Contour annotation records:
..........

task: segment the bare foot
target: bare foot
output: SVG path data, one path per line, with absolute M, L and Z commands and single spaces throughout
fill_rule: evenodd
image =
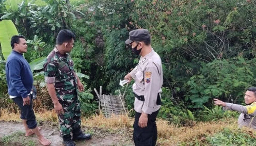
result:
M 43 136 L 41 136 L 40 137 L 38 137 L 38 140 L 41 143 L 41 144 L 43 144 L 43 145 L 50 145 L 52 142 L 49 140 L 46 139 Z
M 41 128 L 39 127 L 38 128 L 38 129 L 39 131 L 40 131 L 41 130 Z M 35 133 L 31 129 L 29 129 L 29 130 L 26 131 L 26 134 L 25 134 L 25 136 L 29 136 L 33 135 L 33 134 L 34 134 L 34 133 Z

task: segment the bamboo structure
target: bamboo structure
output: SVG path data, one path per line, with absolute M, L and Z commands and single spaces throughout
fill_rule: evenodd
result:
M 120 90 L 118 95 L 103 94 L 102 86 L 100 88 L 100 94 L 95 88 L 94 90 L 99 98 L 99 109 L 106 117 L 109 118 L 113 113 L 116 115 L 127 115 L 124 95 L 122 95 Z

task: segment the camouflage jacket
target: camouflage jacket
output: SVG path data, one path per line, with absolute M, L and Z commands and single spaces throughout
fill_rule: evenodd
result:
M 71 102 L 75 91 L 78 93 L 77 80 L 73 65 L 69 54 L 62 55 L 56 47 L 44 62 L 44 81 L 54 83 L 59 100 Z

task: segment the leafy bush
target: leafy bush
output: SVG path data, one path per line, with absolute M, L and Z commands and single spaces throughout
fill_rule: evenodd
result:
M 225 128 L 221 132 L 206 137 L 206 140 L 211 145 L 254 145 L 255 136 L 250 131 Z

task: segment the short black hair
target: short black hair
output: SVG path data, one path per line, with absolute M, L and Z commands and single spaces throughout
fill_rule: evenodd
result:
M 151 43 L 151 39 L 150 37 L 148 39 L 147 39 L 146 40 L 142 40 L 142 41 L 136 41 L 136 43 L 139 43 L 140 42 L 143 42 L 146 45 L 149 45 Z
M 254 93 L 254 96 L 256 98 L 256 87 L 249 87 L 249 88 L 247 89 L 247 91 L 253 92 L 253 93 Z
M 61 45 L 64 42 L 70 42 L 72 39 L 75 39 L 75 35 L 71 31 L 68 29 L 62 29 L 58 34 L 57 37 L 57 44 Z
M 18 44 L 20 43 L 20 38 L 23 38 L 25 39 L 25 37 L 22 35 L 15 35 L 11 37 L 11 46 L 12 49 L 14 48 L 15 43 Z

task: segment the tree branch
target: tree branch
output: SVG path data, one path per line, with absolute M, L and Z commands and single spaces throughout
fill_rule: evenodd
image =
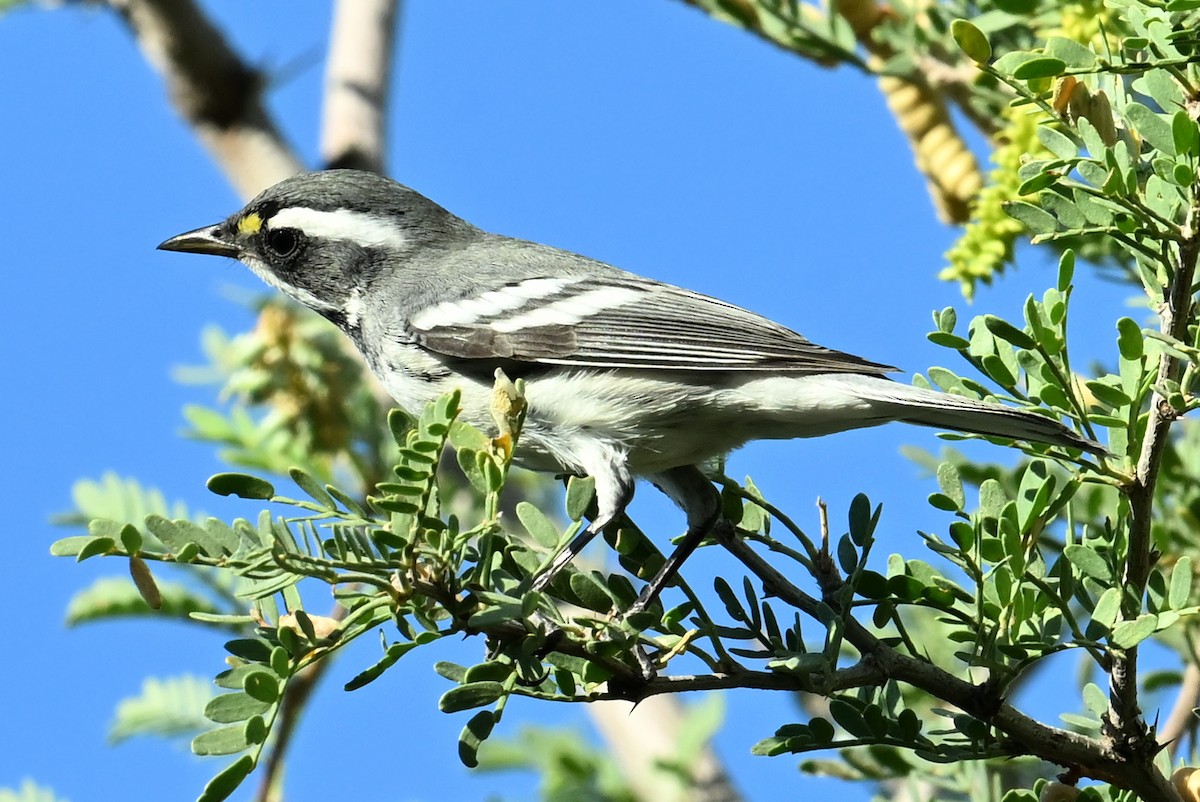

..........

What to work on:
Arrange the lines above as a Markdown table with two columns, "Row" and "Line." Number each row and leave out blank lines and the pictures.

Solution below:
| Row | Line |
|---|---|
| 1 | task: segment the bare foot |
| 2 | target: bare foot |
| 3 | output: SVG path data, one path per line, with absolute M, L and Z commands and single spaces throughout |
| 4 | fill_rule: evenodd |
| 5 | image = |
| 6 | result: |
| 7 | M 43 136 L 41 136 L 40 137 L 38 137 L 38 140 L 41 143 L 41 144 L 43 144 L 43 145 L 50 145 L 52 142 L 49 140 L 46 139 Z |
| 8 | M 41 128 L 39 127 L 38 128 L 38 129 L 39 131 L 40 131 L 41 130 Z M 35 133 L 31 129 L 29 129 L 29 130 L 26 131 L 26 134 L 25 134 L 25 136 L 29 136 L 33 135 L 33 134 L 34 134 L 34 133 Z |
| 9 | task: segment the bamboo structure |
| 10 | target: bamboo structure |
| 11 | output: SVG path data, one path per line, with absolute M, L and Z commands and single spaces throughout |
| 12 | fill_rule: evenodd |
| 13 | result: |
| 14 | M 120 90 L 118 95 L 103 94 L 102 86 L 100 88 L 100 94 L 95 88 L 94 90 L 99 98 L 99 109 L 106 117 L 109 118 L 113 113 L 116 115 L 127 115 L 124 95 L 122 95 Z |
| 15 | task: segment the camouflage jacket |
| 16 | target: camouflage jacket |
| 17 | output: SVG path data, one path per line, with absolute M, L and Z commands and single spaces throughout |
| 18 | fill_rule: evenodd |
| 19 | result: |
| 20 | M 71 102 L 75 91 L 78 93 L 77 80 L 73 65 L 69 54 L 62 55 L 56 47 L 44 62 L 44 81 L 54 83 L 59 100 Z |
| 21 | task: segment the leafy bush |
| 22 | target: leafy bush |
| 23 | output: SVG path data, one path per line, with absolute M, L and Z commands and single spaces throughout |
| 24 | fill_rule: evenodd |
| 25 | result: |
| 26 | M 225 128 L 221 132 L 206 137 L 206 140 L 211 145 L 254 145 L 255 136 L 250 131 Z |
| 27 | task: segment the short black hair |
| 28 | target: short black hair |
| 29 | output: SVG path data, one path per line, with absolute M, L and Z commands and single spaces throughout |
| 30 | fill_rule: evenodd |
| 31 | result: |
| 32 | M 151 43 L 151 39 L 150 37 L 148 39 L 147 39 L 146 40 L 142 40 L 142 41 L 136 41 L 136 43 L 139 43 L 140 42 L 143 42 L 146 45 L 149 45 Z |
| 33 | M 254 93 L 254 96 L 256 98 L 256 87 L 249 87 L 249 88 L 247 89 L 247 91 L 253 92 L 253 93 Z |
| 34 | M 61 45 L 64 42 L 70 42 L 72 39 L 75 39 L 75 35 L 71 31 L 68 29 L 62 29 L 58 34 L 57 37 L 57 44 Z |
| 35 | M 18 44 L 20 43 L 20 38 L 23 38 L 25 39 L 25 37 L 22 35 L 15 35 L 11 37 L 11 46 L 12 49 L 14 48 L 15 43 Z |
| 36 | task: segment the tree branch |
| 37 | target: tree branch |
| 38 | output: SVG path data, one path per line, with absolute M, L and Z commands and single spaces throughout |
| 39 | fill_rule: evenodd |
| 40 | image = |